> Reading passage:
————————

What kind of person – generally speaking – do you picture in your mind’s eye?

Someone who is caring, skilful, perspective, educated to a very high level

How about an academic?

Well, let’s picture a scholar as someone analytical, insightful, intelligent. Look at him poring over his books, writing an esoteric paper which only his peers will probably understand.

Lastly, picture a very gifted and talented musician – a professional – classically trained – a maestro in his field. Entertaining, enlightening, even uplifting his audience.

OK – a doctor, a scholar, a musician…… three kinds of people….

….. but they all came together in one brilliant man: Albert Schweitzer who dedicated his life to helping the poor in Africa, teaching them the Gospel, being like a father to them.



But that somewhat hackneyed comparison doesn’t even scratch the surface of the One in Three, and Three in One.

————————

> Goal a: Could you express every line of the listing below as a Markdown table with the columns "Row" and "Line", numbering each row and omitting blank lines?

————————

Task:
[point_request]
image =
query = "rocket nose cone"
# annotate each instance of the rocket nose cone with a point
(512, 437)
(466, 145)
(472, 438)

————————

> Goal b: Which three kinds of people does the passage say came together in Albert Schweitzer?

> Reply a:
| Row | Line |
|---|---|
| 1 | Task: |
| 2 | [point_request] |
| 3 | image = |
| 4 | query = "rocket nose cone" |
| 5 | # annotate each instance of the rocket nose cone with a point |
| 6 | (512, 437) |
| 7 | (466, 145) |
| 8 | (472, 438) |

> Reply b: A doctor, a scholar, and a musician.